#### Source ####

Hoping to document the abundance around me all year long!
Around here, abundance looks like…
+ celebrating my first high school graduate! He really wanted to finish his senior year six months early, so I gave him the year’s worth of assignments and he got to work. I’m so proud of his diligence and perseverance. Since this is my first graduate, I had to figure out how to make it “official” and thankfully, there are many great options online. I created an official-looking transcript through Fast Transcripts and ordered his diploma through Homeschool Diploma.
+ revamping some used gift tags. My parents used beautiful tags for our gifts last year and I just couldn’t throw them away. I covered the backs with some book paper (left over from last year’s junk journal – I’m a hoarder) and then used a Sharpie to write each family member’s name. If they make it through the hullabaloo of Christmas morning, I’ll be able to use them again and again.
+ gaining some momentum with the Weather the Storm Challenge after a few lackluster weeks! Money seems to be falling through our fingers with home/car repairs (and I’ve been doing quite a bit of Christmas shopping too!) so any way I can save a dollar or two feels like a huge win. This week, I:
- used the weekly grocery store ad to buy chocolate chips, applesauce, and coffee on sale
- used a $20 coupon that we earned from using our grocery store rewards card
- sold eggs to friends
- organized and inventoried the deep freezers
- used tissue paper that I saved from a recent ThredUp order to package a sale
- made chicken broth
- finished the last project in the kids’ abandoned Paint by Sticker book (so calming! I loved it)

####

To be done
1 > According to the abundance post, through what service did the writer order the graduate's diploma?
2 > Rewrite the abundance post from "Around here, abundance" to "through Homeschool Diploma.", replacing "senior year" with "junior year".

#### Information given ####

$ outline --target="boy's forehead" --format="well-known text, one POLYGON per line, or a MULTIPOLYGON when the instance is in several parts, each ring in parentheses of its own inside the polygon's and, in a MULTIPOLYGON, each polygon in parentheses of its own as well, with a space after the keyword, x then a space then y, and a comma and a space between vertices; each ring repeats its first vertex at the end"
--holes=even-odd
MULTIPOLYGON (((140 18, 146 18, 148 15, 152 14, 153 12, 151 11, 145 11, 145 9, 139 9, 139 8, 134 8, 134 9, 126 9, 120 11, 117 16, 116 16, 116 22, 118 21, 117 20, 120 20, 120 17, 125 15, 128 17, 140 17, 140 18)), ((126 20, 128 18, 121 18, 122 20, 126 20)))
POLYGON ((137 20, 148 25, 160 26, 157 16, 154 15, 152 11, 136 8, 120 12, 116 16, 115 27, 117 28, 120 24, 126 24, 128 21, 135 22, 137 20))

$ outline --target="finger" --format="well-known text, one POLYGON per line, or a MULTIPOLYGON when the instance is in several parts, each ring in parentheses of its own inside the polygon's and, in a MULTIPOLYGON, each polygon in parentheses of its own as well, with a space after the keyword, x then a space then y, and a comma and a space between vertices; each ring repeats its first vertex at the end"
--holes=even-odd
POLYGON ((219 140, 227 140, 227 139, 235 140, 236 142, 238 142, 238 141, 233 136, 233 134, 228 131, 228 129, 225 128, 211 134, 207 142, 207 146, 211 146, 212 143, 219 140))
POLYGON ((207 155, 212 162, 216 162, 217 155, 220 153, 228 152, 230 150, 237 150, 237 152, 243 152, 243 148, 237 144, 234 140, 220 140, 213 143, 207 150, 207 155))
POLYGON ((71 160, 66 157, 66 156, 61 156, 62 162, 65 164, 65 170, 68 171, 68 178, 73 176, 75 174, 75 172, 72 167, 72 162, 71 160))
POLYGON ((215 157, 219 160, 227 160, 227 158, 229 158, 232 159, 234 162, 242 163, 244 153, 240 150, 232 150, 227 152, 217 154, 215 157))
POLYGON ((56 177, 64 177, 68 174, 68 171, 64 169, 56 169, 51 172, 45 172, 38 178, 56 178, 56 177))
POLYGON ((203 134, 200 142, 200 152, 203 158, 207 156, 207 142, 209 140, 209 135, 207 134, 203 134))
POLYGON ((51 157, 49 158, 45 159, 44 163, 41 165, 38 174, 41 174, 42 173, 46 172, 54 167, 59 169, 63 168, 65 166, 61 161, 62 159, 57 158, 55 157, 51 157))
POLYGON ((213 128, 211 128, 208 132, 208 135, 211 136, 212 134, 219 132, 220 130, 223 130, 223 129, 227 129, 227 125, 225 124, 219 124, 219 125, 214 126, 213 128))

####

In response
1 > Homeschool Diploma

2 >
Around here, abundance looks like…
+ celebrating my first high school graduate! He really wanted to finish his junior year six months early, so I gave him the year’s worth of assignments and he got to work. I’m so proud of his diligence and perseverance. Since this is my first graduate, I had to figure out how to make it “official” and thankfully, there are many great options online. I created an official-looking transcript through Fast Transcripts and ordered his diploma through Homeschool Diploma.